## ASSIGNMENT:
The response must be a precise copy of the records that follow.

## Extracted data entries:
*** Begin section ***
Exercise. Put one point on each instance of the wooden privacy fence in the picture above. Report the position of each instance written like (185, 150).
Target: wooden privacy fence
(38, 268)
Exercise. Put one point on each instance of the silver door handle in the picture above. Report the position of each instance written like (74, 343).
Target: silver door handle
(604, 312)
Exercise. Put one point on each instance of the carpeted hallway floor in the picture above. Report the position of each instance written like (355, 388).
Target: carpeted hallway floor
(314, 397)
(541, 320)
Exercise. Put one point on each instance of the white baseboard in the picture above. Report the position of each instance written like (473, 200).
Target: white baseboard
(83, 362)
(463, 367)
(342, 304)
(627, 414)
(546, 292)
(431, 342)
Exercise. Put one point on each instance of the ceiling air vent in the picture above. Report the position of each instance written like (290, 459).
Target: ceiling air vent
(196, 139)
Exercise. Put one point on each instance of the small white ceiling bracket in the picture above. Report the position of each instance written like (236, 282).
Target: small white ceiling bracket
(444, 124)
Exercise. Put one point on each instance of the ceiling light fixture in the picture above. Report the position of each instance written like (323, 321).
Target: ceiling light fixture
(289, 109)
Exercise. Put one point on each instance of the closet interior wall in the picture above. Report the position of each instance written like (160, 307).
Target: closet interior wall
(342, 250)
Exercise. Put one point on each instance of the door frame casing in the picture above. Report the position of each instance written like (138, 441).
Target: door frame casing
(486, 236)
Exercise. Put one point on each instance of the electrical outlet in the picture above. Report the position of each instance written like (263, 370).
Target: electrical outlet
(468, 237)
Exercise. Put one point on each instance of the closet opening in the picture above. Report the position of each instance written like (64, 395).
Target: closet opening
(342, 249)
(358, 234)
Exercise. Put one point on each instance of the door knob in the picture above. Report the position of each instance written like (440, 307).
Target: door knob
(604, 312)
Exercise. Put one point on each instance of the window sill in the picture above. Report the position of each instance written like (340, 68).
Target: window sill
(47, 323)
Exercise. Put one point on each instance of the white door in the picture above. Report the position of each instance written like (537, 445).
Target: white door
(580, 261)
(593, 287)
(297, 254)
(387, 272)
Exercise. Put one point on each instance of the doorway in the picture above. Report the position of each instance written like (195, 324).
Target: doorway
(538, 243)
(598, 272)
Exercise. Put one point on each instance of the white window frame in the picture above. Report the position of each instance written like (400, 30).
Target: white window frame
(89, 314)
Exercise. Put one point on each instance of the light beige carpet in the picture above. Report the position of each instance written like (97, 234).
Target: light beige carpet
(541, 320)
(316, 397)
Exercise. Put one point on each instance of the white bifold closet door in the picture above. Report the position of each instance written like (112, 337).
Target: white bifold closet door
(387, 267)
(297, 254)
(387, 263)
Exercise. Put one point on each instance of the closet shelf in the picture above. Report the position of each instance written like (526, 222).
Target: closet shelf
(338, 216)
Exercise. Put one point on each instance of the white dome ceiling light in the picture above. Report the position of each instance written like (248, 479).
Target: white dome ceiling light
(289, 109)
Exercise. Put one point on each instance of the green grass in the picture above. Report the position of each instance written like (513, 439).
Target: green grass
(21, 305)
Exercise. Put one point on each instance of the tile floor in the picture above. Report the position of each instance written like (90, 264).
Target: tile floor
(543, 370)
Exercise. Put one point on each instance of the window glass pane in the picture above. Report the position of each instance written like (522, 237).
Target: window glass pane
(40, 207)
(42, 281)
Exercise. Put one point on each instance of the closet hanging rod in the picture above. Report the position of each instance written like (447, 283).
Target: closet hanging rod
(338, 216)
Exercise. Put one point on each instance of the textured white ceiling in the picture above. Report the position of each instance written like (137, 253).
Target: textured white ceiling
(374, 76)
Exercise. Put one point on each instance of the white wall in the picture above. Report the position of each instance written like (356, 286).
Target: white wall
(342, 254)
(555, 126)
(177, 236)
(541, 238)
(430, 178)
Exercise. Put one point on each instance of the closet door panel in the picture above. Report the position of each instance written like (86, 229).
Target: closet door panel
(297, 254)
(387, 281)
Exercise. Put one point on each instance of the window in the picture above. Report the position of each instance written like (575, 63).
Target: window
*** End section ***
## RESULT OF THE TASK:
Exercise. Put one point on each instance of the wooden privacy fence in the picture above. Report the position of each instance written like (185, 150).
Target: wooden privacy fence
(38, 268)
Exercise. Put one point on each instance of the silver door handle in the picture above. Report the position of each instance written like (74, 343).
Target: silver door handle
(604, 312)
Exercise. Put one point on each instance of the carpeted hallway floor in the picture above. Report the position of each instance written like (355, 388).
Target: carpeted hallway floor
(314, 397)
(541, 320)
Exercise. Put one point on each instance of the white baseboard in the picture above. Report the position of each instance written like (473, 200).
Target: white baseboard
(83, 362)
(463, 367)
(342, 304)
(627, 414)
(546, 292)
(431, 342)
Exercise. Put one point on each instance of the ceiling air vent in the picture above. Report the position of each instance written like (290, 459).
Target: ceiling air vent
(196, 139)
Exercise. Put one point on each instance of the small white ceiling bracket in the picture above. Report the position of each instance written like (236, 282).
Target: small white ceiling bracket
(444, 124)
Exercise. Put one point on each instance of the ceiling light fixture in the picture above. Report the position of each instance written like (323, 321).
Target: ceiling light fixture
(289, 109)
Exercise. Put one point on each instance of the closet interior wall in the picture above. Report the position of each instance written like (160, 307).
Target: closet interior wall
(342, 250)
Exercise. Put one point on each instance of the door frame casing in the picture above. Report the position of each instance written like (138, 441).
Target: door frame casing
(486, 236)
Exercise. Put one point on each instance of the electrical outlet in the picture above. Report the position of each instance written like (263, 370).
Target: electrical outlet
(468, 237)
Exercise. Put one point on each instance of the closet opening in the picture above. Report the position of each instance written like (64, 395).
Target: closet opening
(342, 249)
(358, 234)
Exercise. Put one point on each instance of the door knob in the picture above. Report the position of each instance written like (440, 307).
Target: door knob
(604, 312)
Exercise. Put one point on each instance of the window sill in the picture above. Report the position of each instance written like (340, 68).
Target: window sill
(47, 323)
Exercise. Put one point on each instance of the white door in the picture above. Report the position of each instance written like (537, 445).
Target: white door
(580, 261)
(593, 287)
(297, 254)
(387, 272)
Exercise. Put one point on each instance of the doorway in the picture above. Report the position of each instance written like (195, 324).
Target: doorway
(538, 243)
(598, 272)
Exercise. Put one point on each instance of the white window frame in the picture above. Report the position of each instance written like (400, 30).
Target: white window frame
(89, 314)
Exercise. Put one point on each instance of the light beige carpet in the picture above. Report the position of each instance written like (97, 234).
Target: light beige carpet
(541, 320)
(316, 397)
Exercise. Put one point on each instance of the white bifold closet door in the picture above. Report the position of each instance written like (112, 337).
Target: white bifold closet door
(387, 267)
(297, 254)
(387, 263)
Exercise. Put one point on each instance of the closet shelf in the picture above. Report the position of each instance written like (526, 222).
Target: closet shelf
(338, 216)
Exercise. Put one point on each instance of the white dome ceiling light in the picture above. Report the position of each instance written like (248, 479).
Target: white dome ceiling light
(289, 109)
Exercise. Put one point on each instance of the green grass in the picture above. Report the position of each instance written like (513, 439).
Target: green grass
(21, 305)
Exercise. Put one point on each instance of the tile floor in the picture above. Report the position of each instance written like (90, 264).
Target: tile floor
(543, 370)
Exercise. Put one point on each instance of the window glass pane in the picture above. Report the position of each instance written like (522, 237).
Target: window glass pane
(40, 207)
(42, 281)
Exercise. Put one point on each instance of the closet hanging rod in the picture above. Report the position of each instance written like (447, 283).
Target: closet hanging rod
(338, 216)
Exercise. Put one point on each instance of the textured white ceiling in the picture above. Report the position of each instance written like (137, 253).
Target: textured white ceiling
(374, 76)
Exercise. Put one point on each instance of the white wall in the picture above. Report the position of each instance written like (356, 286).
Target: white wall
(342, 254)
(555, 126)
(177, 236)
(541, 238)
(430, 178)
Exercise. Put one point on each instance of the closet door panel in the picture above. Report the position of each instance written like (86, 229).
Target: closet door panel
(297, 254)
(387, 281)
Exercise. Put one point on each instance of the window in the picture above. Report the position of each instance written like (575, 63).
Target: window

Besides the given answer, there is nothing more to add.